> The task
Write each line of the records below as a separate string in a single JSON list, skipping blank lines.

[Region labeling items]
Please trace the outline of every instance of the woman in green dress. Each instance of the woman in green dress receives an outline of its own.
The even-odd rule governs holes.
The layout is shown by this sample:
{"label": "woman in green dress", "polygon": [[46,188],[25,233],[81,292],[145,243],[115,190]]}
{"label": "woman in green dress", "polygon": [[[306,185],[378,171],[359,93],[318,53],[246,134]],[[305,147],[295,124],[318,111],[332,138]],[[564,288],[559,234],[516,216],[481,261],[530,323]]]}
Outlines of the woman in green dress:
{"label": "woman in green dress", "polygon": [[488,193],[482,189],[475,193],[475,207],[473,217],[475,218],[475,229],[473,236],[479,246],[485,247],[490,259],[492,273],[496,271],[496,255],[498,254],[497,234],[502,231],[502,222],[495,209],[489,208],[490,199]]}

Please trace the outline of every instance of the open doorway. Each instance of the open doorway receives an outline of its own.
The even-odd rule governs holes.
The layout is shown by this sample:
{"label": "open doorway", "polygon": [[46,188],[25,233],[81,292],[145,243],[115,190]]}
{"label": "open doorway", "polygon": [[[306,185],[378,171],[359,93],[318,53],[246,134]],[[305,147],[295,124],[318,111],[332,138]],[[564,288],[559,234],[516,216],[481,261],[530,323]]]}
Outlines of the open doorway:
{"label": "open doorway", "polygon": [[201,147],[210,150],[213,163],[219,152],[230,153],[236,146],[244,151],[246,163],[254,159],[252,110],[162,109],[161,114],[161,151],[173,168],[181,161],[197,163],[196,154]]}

> Completed task
[
  "Please trace the outline of every instance of the woman in green dress. Each instance of the woman in green dress receives an outline of its own.",
  "The even-odd rule governs holes.",
  "The layout is shown by this sample:",
  "{\"label\": \"woman in green dress\", \"polygon\": [[46,188],[25,233],[81,292],[145,243],[115,190]]}",
  "{\"label\": \"woman in green dress\", \"polygon\": [[[306,185],[378,171],[359,93],[318,53],[246,134]],[[305,147],[295,124],[318,111],[332,138]],[[564,288],[559,234],[516,216],[481,261],[530,323]]]}",
  "Outlines of the woman in green dress:",
  "{\"label\": \"woman in green dress\", \"polygon\": [[488,193],[482,189],[475,193],[475,207],[473,217],[475,218],[475,229],[473,236],[479,246],[485,247],[490,259],[492,273],[496,271],[496,255],[498,254],[497,234],[502,231],[502,222],[495,209],[489,208],[490,199]]}",
  "Please trace the outline of every instance of the open doorway. Each instance of the open doorway receives an outline of its own.",
  "The even-odd rule governs holes.",
  "The layout is shown by this sample:",
  "{\"label\": \"open doorway\", \"polygon\": [[46,188],[25,233],[81,292],[145,243],[115,190]]}",
  "{\"label\": \"open doorway\", \"polygon\": [[[306,185],[378,171],[359,93],[318,53],[246,134]],[[305,147],[295,124],[318,111],[332,138]],[[564,288],[559,234],[516,216],[481,261],[530,323]]]}",
  "Outlines of the open doorway:",
  "{\"label\": \"open doorway\", \"polygon\": [[201,147],[210,150],[213,163],[219,152],[230,153],[236,146],[244,151],[246,163],[254,159],[252,110],[162,109],[161,114],[161,151],[173,168],[181,161],[197,163],[196,154]]}"
]